-- START SOURCE EXCERPT --

In challenging manufacturing environments, 3 key factors influence the long-term performance of automated metrology systems installed in uncontrolled environments.
Developing a metrology solution that consistently meets demanding production rates, yields and uptime is not something that happens by accident. Building a solid foundation for conducting precision inline inspection for high volume production applications requires 3 factors: adjustability, calibration and environmental monitoring.
Safe Adjustability
Many automation integrators use off the shelf sensors and sensor mounts that are capable when they are shipped and installed. However, when a machine technician adjusts a poorly functioning bracket, the system may not easily recalibrate or requalify, resulting in costly downtime.
When building metrology platforms for long-term process stability, inspection systems should have standard features for adjustability, including:
- Tool safe locks for all instrumentation adjustments.
- Defined adjustability scheme for all metrology and part degrees of freedom in the tool.

-- END SOURCE EXCERPT --

THE TASKS:
A: According to the metrology passage, what three factors does a solid foundation for precision inline inspection require?
B: Please transcribe the stretch of the metrology passage from "Developing a metrology" through "and environmental monitoring.".
C: List every demand that the metrology passage says a metrology solution must consistently meet.

-- START STORED DATA --

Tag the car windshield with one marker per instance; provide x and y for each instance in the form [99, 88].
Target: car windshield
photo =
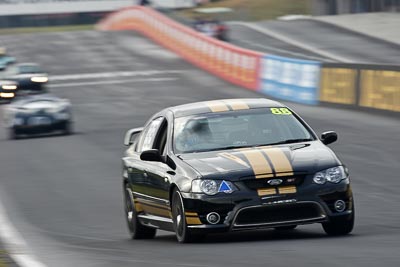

-- END STORED DATA --

ANSWERS:
A: Adjustability, calibration and environmental monitoring.

B:
Developing a metrology solution that consistently meets demanding production rates, yields and uptime is not something that happens by accident. Building a solid foundation for conducting precision inline inspection for high volume production applications requires 3 factors: adjustability, calibration and environmental monitoring.

C: Production rates, yields, uptime